Stored items:

++++

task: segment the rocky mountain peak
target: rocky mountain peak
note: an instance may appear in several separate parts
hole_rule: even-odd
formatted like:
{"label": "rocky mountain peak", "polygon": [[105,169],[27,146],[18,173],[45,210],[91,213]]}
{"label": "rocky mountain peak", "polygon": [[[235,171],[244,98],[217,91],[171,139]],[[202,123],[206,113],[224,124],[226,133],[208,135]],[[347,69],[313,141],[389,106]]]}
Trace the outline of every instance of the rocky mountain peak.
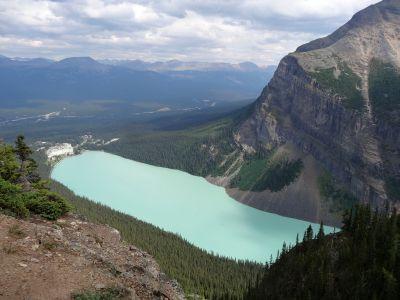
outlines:
{"label": "rocky mountain peak", "polygon": [[383,22],[393,22],[398,24],[397,18],[399,14],[400,1],[381,1],[378,4],[371,5],[356,13],[349,22],[327,37],[316,39],[298,47],[296,52],[307,52],[329,47],[343,37],[350,35],[352,31],[363,27],[376,26],[378,23]]}
{"label": "rocky mountain peak", "polygon": [[[400,1],[385,0],[283,58],[236,140],[243,149],[294,144],[360,201],[400,200],[399,70]],[[321,195],[310,201],[299,206],[321,215]]]}

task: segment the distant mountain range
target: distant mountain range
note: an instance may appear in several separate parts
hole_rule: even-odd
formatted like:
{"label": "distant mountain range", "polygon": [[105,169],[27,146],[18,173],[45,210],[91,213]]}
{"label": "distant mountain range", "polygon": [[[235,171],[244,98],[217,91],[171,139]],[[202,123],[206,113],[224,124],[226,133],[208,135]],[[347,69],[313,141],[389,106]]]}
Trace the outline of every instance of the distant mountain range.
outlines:
{"label": "distant mountain range", "polygon": [[138,71],[241,71],[241,72],[256,72],[275,69],[275,66],[259,67],[252,62],[242,62],[238,64],[229,63],[209,63],[209,62],[183,62],[180,60],[145,62],[142,60],[112,60],[105,59],[100,61],[103,64],[113,66],[128,67]]}
{"label": "distant mountain range", "polygon": [[275,66],[71,57],[0,56],[0,107],[32,105],[35,100],[117,100],[187,105],[208,99],[255,98],[272,77]]}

++++

- [Problem to work on]
Wherever the word "instance" appears in the entries above, copy that line.

- [Answer section]
note: an instance may appear in several separate parts
Trace the outline of every instance of the rocky mountain peak.
note: an instance may appear in several separate parts
Trace the outline of every instance of the distant mountain range.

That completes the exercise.